-- Opening Marker --

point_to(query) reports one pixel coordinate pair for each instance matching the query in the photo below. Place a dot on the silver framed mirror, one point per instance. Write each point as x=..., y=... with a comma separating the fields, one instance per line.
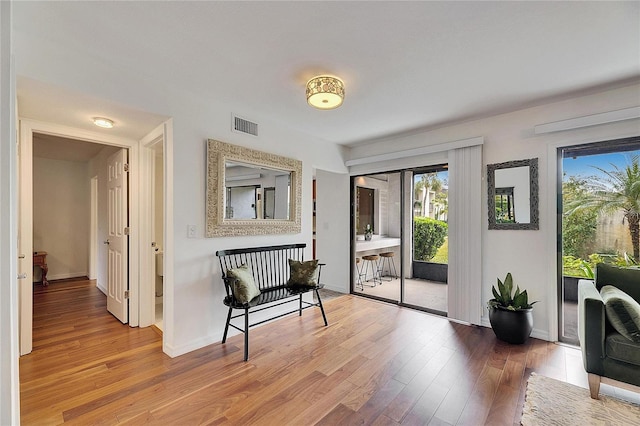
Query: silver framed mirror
x=251, y=192
x=513, y=195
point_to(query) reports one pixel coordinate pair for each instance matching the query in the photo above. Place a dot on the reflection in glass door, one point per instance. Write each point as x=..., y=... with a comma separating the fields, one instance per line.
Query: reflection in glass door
x=405, y=260
x=377, y=254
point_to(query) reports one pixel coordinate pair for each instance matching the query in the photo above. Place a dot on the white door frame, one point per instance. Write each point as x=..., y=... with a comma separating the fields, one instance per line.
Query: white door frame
x=93, y=230
x=162, y=134
x=27, y=129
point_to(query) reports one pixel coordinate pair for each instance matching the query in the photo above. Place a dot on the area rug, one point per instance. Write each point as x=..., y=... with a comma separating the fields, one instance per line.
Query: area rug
x=551, y=402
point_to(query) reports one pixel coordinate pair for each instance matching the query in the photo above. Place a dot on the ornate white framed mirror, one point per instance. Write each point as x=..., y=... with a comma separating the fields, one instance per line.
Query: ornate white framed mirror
x=251, y=192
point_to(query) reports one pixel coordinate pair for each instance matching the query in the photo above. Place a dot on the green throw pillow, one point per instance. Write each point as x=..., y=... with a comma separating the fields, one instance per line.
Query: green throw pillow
x=622, y=311
x=244, y=287
x=303, y=274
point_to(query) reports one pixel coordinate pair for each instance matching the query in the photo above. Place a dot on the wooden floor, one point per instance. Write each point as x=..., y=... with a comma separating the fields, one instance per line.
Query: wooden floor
x=375, y=364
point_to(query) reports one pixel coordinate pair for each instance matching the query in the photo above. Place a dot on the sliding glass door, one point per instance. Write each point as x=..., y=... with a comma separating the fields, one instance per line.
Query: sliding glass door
x=427, y=248
x=400, y=237
x=597, y=204
x=377, y=236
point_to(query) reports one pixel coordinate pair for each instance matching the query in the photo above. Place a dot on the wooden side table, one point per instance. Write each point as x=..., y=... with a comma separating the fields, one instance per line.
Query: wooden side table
x=40, y=259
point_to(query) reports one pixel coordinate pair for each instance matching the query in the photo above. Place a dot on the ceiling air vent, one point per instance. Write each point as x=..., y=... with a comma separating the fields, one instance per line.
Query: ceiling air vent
x=244, y=126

-- Closing Marker --

What to do> Every line from the one containing "on the ceiling" through the final line of the data above is to be restated word for word, and nothing more.

Result of this exercise>
point_to(query) reports one pixel coordinate pair for each instance matching the query in the photo above. Place a dot on the ceiling air vent, one point per instance. Write each point as x=..., y=... with a comma separating the fields, one instance per line.
Query: ceiling air vent
x=244, y=126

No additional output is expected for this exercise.